• EXERCISE INSTRUCTIONS: Every entry below, first to last, should be restated word for word.

• SOURCE RECORDS:
[Start of section]

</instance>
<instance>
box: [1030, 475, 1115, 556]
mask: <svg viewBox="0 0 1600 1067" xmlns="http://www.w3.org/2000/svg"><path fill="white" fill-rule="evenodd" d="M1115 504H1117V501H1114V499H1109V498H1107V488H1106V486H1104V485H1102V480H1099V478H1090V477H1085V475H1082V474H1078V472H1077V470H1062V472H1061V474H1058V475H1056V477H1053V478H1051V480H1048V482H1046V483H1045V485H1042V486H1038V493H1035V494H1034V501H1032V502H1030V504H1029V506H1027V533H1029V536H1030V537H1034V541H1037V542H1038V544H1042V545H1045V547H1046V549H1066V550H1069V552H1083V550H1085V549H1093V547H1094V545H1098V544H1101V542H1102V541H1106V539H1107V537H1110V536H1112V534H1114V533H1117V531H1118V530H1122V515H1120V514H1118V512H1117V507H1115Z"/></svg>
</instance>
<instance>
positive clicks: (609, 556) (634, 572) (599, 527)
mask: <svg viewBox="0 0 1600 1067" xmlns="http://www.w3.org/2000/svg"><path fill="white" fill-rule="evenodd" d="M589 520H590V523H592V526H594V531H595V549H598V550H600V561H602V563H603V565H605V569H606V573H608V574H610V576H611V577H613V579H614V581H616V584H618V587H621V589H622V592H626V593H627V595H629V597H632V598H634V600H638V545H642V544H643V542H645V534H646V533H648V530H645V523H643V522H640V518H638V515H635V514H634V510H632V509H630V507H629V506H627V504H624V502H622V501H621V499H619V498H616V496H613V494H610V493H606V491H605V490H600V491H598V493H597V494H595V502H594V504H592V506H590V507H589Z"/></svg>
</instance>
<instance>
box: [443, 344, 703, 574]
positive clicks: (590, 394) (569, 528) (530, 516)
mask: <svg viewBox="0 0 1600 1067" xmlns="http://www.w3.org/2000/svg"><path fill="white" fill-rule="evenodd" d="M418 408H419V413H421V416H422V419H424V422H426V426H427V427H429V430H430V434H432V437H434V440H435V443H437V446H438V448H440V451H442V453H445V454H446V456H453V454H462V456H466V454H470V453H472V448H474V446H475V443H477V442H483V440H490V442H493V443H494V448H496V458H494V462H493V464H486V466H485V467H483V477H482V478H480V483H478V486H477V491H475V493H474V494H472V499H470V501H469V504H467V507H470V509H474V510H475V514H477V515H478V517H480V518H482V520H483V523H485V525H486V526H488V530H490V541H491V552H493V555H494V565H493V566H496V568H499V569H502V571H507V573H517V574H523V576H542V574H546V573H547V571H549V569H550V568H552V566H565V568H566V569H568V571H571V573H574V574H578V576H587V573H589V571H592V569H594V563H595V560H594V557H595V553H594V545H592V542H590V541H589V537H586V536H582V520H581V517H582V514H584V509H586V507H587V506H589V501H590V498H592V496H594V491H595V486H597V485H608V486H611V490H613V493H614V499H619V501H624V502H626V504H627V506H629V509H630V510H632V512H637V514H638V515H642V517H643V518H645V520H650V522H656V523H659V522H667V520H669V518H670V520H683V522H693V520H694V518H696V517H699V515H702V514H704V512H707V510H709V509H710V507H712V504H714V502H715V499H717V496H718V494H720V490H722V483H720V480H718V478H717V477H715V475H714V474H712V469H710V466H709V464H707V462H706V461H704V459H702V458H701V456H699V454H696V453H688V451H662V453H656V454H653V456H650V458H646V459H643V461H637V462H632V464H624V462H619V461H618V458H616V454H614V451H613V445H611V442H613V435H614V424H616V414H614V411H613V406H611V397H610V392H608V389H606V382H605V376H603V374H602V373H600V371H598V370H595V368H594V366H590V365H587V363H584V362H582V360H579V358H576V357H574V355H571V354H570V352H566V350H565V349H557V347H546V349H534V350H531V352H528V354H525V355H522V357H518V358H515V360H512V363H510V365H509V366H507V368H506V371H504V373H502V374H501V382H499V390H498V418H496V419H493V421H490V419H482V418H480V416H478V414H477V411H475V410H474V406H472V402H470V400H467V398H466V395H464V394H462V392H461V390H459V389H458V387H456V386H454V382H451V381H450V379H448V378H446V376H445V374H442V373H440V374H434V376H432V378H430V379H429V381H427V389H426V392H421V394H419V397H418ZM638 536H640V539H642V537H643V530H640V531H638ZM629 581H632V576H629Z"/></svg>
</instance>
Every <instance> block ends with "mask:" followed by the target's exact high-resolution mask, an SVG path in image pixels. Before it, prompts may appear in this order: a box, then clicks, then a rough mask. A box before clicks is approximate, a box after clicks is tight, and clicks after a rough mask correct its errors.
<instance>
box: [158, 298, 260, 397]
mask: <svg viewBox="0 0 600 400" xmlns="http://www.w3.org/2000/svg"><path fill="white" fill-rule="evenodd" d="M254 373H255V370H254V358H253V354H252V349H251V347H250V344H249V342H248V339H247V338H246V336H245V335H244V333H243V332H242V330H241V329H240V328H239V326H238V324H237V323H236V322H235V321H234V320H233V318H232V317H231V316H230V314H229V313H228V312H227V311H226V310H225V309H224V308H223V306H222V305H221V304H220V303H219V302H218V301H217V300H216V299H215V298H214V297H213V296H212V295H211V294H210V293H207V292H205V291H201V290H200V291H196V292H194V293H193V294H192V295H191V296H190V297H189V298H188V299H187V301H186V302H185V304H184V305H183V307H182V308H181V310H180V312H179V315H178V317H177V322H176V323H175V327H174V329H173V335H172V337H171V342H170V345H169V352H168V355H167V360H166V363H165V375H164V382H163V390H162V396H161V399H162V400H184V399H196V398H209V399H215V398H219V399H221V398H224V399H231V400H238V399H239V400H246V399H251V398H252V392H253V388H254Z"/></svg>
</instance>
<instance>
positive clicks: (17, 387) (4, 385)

[End of section]

• RESPONSE FOR THIS EXERCISE:
</instance>
<instance>
box: [1030, 475, 1115, 556]
mask: <svg viewBox="0 0 1600 1067" xmlns="http://www.w3.org/2000/svg"><path fill="white" fill-rule="evenodd" d="M1115 504H1117V501H1114V499H1109V498H1107V488H1106V486H1104V485H1102V480H1099V478H1090V477H1085V475H1082V474H1078V472H1077V470H1062V472H1061V474H1058V475H1056V477H1053V478H1051V480H1048V482H1046V483H1045V485H1042V486H1038V493H1035V494H1034V501H1032V502H1030V504H1029V506H1027V533H1029V536H1030V537H1034V541H1037V542H1038V544H1042V545H1045V547H1046V549H1066V550H1069V552H1083V550H1085V549H1093V547H1094V545H1098V544H1101V542H1102V541H1106V539H1107V537H1110V536H1112V534H1114V533H1117V531H1118V530H1122V515H1120V514H1118V512H1117V507H1115Z"/></svg>
</instance>
<instance>
positive clicks: (609, 556) (634, 572) (599, 527)
mask: <svg viewBox="0 0 1600 1067" xmlns="http://www.w3.org/2000/svg"><path fill="white" fill-rule="evenodd" d="M589 520H590V523H592V526H594V531H595V549H598V550H600V561H602V563H603V565H605V569H606V573H608V574H610V576H611V577H613V579H614V581H616V584H618V587H621V589H622V592H626V593H627V595H629V597H632V598H634V600H638V545H642V544H643V542H645V534H646V533H648V530H645V523H643V522H640V518H638V515H635V514H634V510H632V509H630V507H629V506H627V504H624V502H622V501H621V499H619V498H616V496H613V494H610V493H606V491H605V490H600V491H598V493H597V494H595V502H594V504H592V506H590V507H589Z"/></svg>
</instance>
<instance>
box: [443, 344, 703, 574]
positive clicks: (590, 394) (569, 528) (530, 516)
mask: <svg viewBox="0 0 1600 1067" xmlns="http://www.w3.org/2000/svg"><path fill="white" fill-rule="evenodd" d="M418 408H419V413H421V416H422V419H424V422H426V426H427V427H429V430H430V434H432V437H434V440H435V443H437V446H438V448H440V451H442V453H445V454H446V456H453V454H462V456H466V454H470V453H472V448H474V446H475V443H477V442H483V440H490V442H493V443H494V448H496V458H494V462H493V464H486V466H485V467H483V477H482V478H480V483H478V486H477V491H475V493H474V494H472V499H470V501H469V504H467V507H470V509H474V510H475V514H477V515H478V517H480V518H482V520H483V523H485V525H486V526H488V530H490V541H491V552H493V555H494V565H493V566H496V568H499V569H502V571H507V573H517V574H523V576H542V574H546V573H547V571H549V569H550V568H552V566H565V568H566V569H568V571H571V573H574V574H578V576H587V573H589V571H592V569H594V563H595V560H594V557H595V553H594V545H592V542H590V541H589V537H586V536H582V520H581V517H582V514H584V509H586V507H587V506H589V501H590V498H592V496H594V491H595V486H597V485H608V486H611V490H613V493H614V499H619V501H624V502H626V504H627V506H629V509H630V510H632V512H637V514H638V515H642V517H643V518H645V520H650V522H656V523H659V522H667V520H669V518H670V520H683V522H693V520H694V518H696V517H699V515H702V514H704V512H707V510H709V509H710V507H712V504H714V502H715V499H717V496H718V494H720V490H722V483H720V480H718V478H717V477H715V475H714V474H712V469H710V466H709V464H707V462H706V461H704V459H702V458H701V456H699V454H696V453H688V451H662V453H656V454H653V456H650V458H646V459H643V461H637V462H632V464H624V462H619V461H618V458H616V454H614V451H613V445H611V442H613V435H614V424H616V414H614V411H613V406H611V397H610V392H608V389H606V382H605V376H603V374H602V373H600V371H598V370H595V368H594V366H590V365H587V363H584V362H582V360H579V358H576V357H574V355H571V354H570V352H566V350H565V349H557V347H546V349H534V350H531V352H528V354H525V355H522V357H518V358H515V360H512V363H510V365H509V366H507V368H506V371H504V373H502V374H501V382H499V390H498V418H496V419H493V421H490V419H482V418H480V416H478V414H477V411H475V410H474V406H472V402H470V400H467V398H466V395H464V394H462V392H461V390H459V389H458V387H456V386H454V382H451V381H450V379H448V378H446V376H445V374H442V373H440V374H434V376H432V378H430V379H429V381H427V389H426V392H421V394H419V397H418ZM638 536H640V539H642V537H643V530H640V531H638ZM629 581H632V576H629Z"/></svg>
</instance>
Every <instance> block ends with "mask:" followed by the target's exact high-resolution mask, an SVG path in image pixels. Before it, prompts may appear in this order: a box, then clicks, then a rough mask. A box before clicks is approximate, a box after clicks is tight, and clicks after a rough mask correct its errors.
<instance>
box: [158, 298, 260, 397]
mask: <svg viewBox="0 0 600 400" xmlns="http://www.w3.org/2000/svg"><path fill="white" fill-rule="evenodd" d="M254 373H255V370H254V358H253V354H252V349H251V347H250V344H249V342H248V339H247V338H246V336H245V335H244V333H243V332H242V330H241V329H240V328H239V326H238V324H237V323H236V322H235V321H234V320H233V318H232V317H231V316H230V314H229V313H228V312H227V311H226V310H225V309H224V308H223V306H222V305H221V304H220V303H219V302H218V301H217V300H216V299H215V298H214V297H213V296H212V295H211V294H210V293H207V292H205V291H201V290H200V291H196V292H194V293H193V294H192V295H191V296H190V297H189V298H188V299H187V301H186V302H185V304H184V305H183V307H182V308H181V310H180V312H179V315H178V317H177V322H176V323H175V327H174V329H173V335H172V337H171V342H170V345H169V352H168V355H167V360H166V363H165V375H164V382H163V390H162V396H161V399H162V400H184V399H196V398H209V399H215V398H219V399H221V398H224V399H231V400H238V399H239V400H246V399H251V398H252V392H253V388H254Z"/></svg>
</instance>
<instance>
positive clicks: (17, 387) (4, 385)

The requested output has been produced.